*Your objective*:
Count the lines below that contain the string "site" with case counting, and reply with the number alone.

*Records supplied*:
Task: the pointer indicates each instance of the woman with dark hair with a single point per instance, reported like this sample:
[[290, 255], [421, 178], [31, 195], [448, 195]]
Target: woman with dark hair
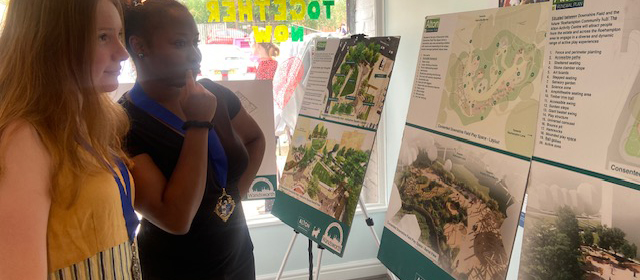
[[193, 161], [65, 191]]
...
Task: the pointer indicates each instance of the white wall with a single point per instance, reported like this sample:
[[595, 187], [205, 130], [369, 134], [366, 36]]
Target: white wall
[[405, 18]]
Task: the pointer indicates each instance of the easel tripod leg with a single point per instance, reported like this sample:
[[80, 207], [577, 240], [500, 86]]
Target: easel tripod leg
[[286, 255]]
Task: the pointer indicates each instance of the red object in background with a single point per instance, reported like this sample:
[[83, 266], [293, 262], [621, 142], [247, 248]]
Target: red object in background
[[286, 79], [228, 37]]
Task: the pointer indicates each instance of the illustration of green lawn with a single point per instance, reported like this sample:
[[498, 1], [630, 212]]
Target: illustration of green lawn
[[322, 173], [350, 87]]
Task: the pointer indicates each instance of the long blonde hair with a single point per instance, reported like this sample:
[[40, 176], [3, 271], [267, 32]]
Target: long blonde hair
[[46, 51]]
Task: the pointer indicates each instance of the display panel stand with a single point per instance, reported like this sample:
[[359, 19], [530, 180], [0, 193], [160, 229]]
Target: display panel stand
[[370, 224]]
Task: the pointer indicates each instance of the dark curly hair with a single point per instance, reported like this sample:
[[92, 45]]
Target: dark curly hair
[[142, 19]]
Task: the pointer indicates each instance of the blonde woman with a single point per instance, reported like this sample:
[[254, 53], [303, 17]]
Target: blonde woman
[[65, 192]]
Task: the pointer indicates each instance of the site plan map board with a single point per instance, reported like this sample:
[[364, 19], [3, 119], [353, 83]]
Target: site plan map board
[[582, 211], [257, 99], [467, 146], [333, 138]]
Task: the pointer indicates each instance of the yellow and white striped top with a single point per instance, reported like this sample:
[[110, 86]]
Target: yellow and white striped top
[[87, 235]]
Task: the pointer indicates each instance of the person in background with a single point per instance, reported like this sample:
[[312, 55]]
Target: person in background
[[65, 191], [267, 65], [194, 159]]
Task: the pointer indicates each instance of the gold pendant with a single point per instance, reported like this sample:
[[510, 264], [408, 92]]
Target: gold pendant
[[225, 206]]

*Complete output*:
2